Excerpts of pointing data
####################

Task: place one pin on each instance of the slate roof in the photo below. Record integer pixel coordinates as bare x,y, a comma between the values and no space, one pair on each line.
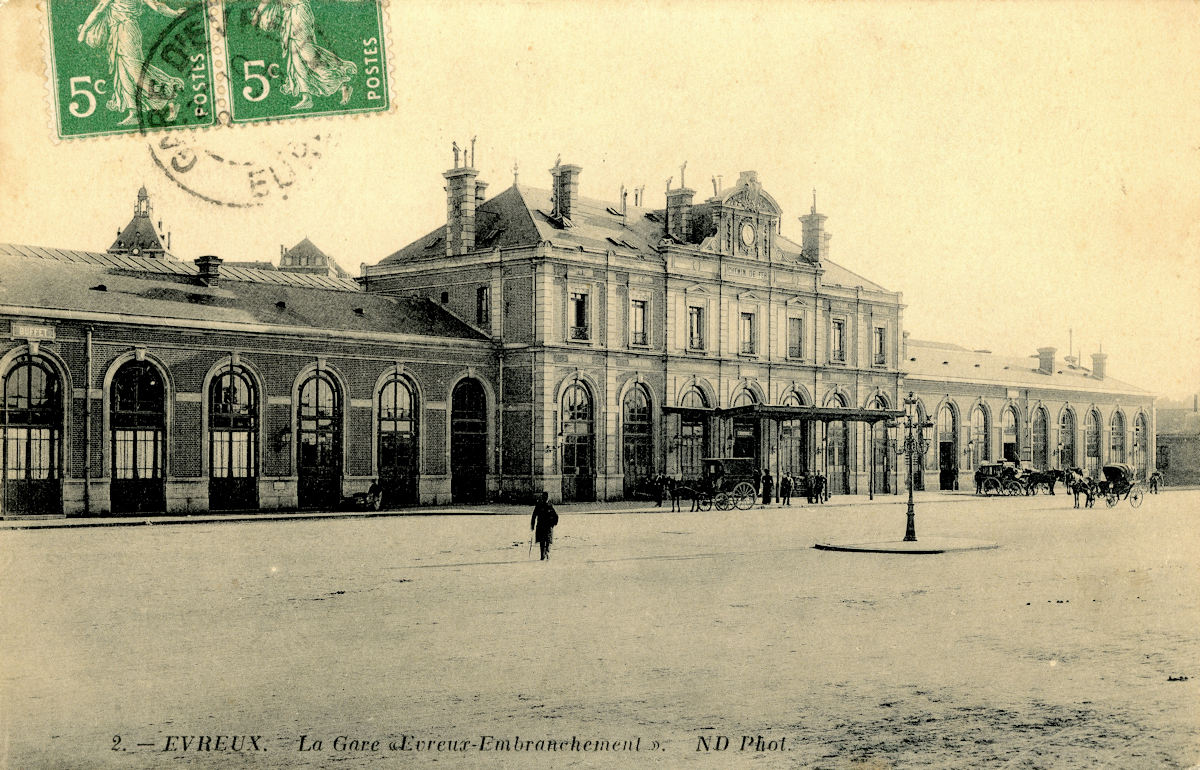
948,361
48,278
520,216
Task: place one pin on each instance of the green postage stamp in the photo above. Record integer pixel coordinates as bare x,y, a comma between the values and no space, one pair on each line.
124,66
299,58
121,66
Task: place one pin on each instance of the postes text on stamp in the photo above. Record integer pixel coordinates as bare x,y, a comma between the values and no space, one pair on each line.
301,58
124,66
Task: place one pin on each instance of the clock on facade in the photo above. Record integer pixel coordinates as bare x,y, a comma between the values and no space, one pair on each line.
747,234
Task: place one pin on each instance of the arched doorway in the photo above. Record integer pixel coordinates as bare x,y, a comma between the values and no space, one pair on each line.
637,445
981,437
579,444
1041,439
33,438
793,441
138,427
1116,446
1140,452
693,434
1092,437
881,451
319,441
947,447
1009,435
399,444
838,450
1067,455
233,441
468,443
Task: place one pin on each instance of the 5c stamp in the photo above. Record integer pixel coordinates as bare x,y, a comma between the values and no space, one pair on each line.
300,58
124,66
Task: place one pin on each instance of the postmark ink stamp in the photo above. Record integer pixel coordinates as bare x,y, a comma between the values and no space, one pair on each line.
129,66
303,58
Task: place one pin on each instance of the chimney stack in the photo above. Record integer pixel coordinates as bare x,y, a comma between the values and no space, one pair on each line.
210,270
567,188
460,210
815,241
679,212
1045,360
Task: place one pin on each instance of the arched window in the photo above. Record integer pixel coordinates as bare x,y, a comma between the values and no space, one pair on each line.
233,441
1116,446
1067,455
1041,439
981,437
33,438
399,468
138,422
319,441
947,446
1140,451
579,444
637,445
1011,434
693,434
1092,429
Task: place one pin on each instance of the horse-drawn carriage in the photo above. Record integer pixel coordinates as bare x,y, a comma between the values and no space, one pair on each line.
1121,483
726,483
1003,477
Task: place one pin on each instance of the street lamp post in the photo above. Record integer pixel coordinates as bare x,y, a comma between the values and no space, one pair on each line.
915,445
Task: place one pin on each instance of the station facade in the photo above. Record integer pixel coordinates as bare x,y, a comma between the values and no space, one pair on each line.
538,341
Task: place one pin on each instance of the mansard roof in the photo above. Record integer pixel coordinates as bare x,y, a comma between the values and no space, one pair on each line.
947,361
131,288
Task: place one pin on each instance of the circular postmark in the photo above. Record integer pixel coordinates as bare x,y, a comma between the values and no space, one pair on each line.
193,142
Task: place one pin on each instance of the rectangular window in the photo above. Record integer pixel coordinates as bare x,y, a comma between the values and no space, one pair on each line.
795,337
637,322
838,342
484,306
748,334
696,328
579,314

####################

> Task description
Arrange every line above as a JSON list of strings, one string per line, with blank lines omitted. Leave the picture out of the answer.

> Exercise answer
[
  "Task: place one pin on each instance of the slate roof in the photo below. Record integer pixel coordinates as bare x,y, a comma between the values and no space, one pair on each line.",
  "948,361",
  "48,278",
  "520,216",
  "Task: place one pin on each instance of the green postage stamp in the photo above. Record integer pixel coordinates as bare x,y, a comma between the values and no space, one pair on each line.",
  "124,66",
  "299,58",
  "121,66",
  "Task: place one pin on each instance of the postes text on stamp in the photo above. Record integer pixel coordinates as bare x,y, a comma between the values and no space, one pair on each line.",
  "301,58",
  "124,66",
  "Task: place one pin on each instance of the clock on facade in the photo above. Record integer pixel coordinates as bare x,y, a comma between the values and no space, one pair on each line.",
  "747,234",
  "Task: place one pin on each instance of the arched doorway in the photo above. Record integer pixel coordinates as bare x,y, a comma between the values and no space, one pair on each line.",
  "637,445",
  "981,437",
  "579,444",
  "1041,439",
  "33,438",
  "793,441",
  "138,427",
  "1116,446",
  "1140,452",
  "693,434",
  "1092,437",
  "881,451",
  "319,441",
  "947,447",
  "1009,435",
  "399,444",
  "838,450",
  "1067,455",
  "233,441",
  "468,443",
  "Task: place one pin on each instance of the 5c stamp in the photo above. Record integer pixel coordinates as bare x,y, a comma between the values and no space, one pair on each line.",
  "300,58",
  "124,66",
  "Task: place one pin on each instance of the postmark ink stamp in the photo above. Record integer pixel coordinates as bare x,y, a comma between the values and no space, one pair on each line.",
  "129,66",
  "303,58",
  "Task: place one pin on each instance of the chimney stack in the photo above. Record integer pixel coordinates as bare x,y, a comma between the values and no space, one pair on each line.",
  "210,270",
  "567,188",
  "460,210",
  "815,241",
  "679,212",
  "1045,360",
  "Task: place one pin on each instance of the arched window in the photo above. Record integer pixel coordinates as bare x,y, a comma between the values and no space, one pair on each line.",
  "233,441",
  "1116,446",
  "1067,455",
  "1041,439",
  "981,437",
  "33,438",
  "399,468",
  "138,422",
  "319,441",
  "947,446",
  "1140,451",
  "579,444",
  "637,445",
  "1011,434",
  "693,434",
  "1092,429",
  "Task: place one pin on each instance of the horse-drawn carriage in the photo above. Record integer pixel coordinates as bare x,y, a comma between the values and no space, one pair on each line.",
  "1121,483",
  "726,483",
  "1003,477",
  "Task: place one pin on each instance of the street lamp post in the photo above. Record integer pixel coordinates as bare x,y, a comma between the values and no space, one pair on each line.",
  "915,445",
  "Task: place one pin on each instance of the station facade in the photo above. Record integer pixel coordinates as bare x,y, a comma between the values and no space, one pair on each line.",
  "538,341",
  "Task: place one pin on each instance of the mansard roof in the photo above. Record integer pixel coordinates as bare x,y, a comma between the values and no space, one pair on each line.",
  "947,361",
  "131,288",
  "Task: place one pin on each instance of the circular postmark in the photo above. Record integer pixel coordinates as bare x,y, a comma between the values and no space, one pair on each line.",
  "193,142",
  "Task: place one pin on each instance of the rectangular window in the photo above. Record integer pixel coordinates as bare x,y, a comma between the values and no space, one pair on each line.",
  "795,337",
  "637,322",
  "838,342",
  "484,306",
  "748,334",
  "696,328",
  "579,314"
]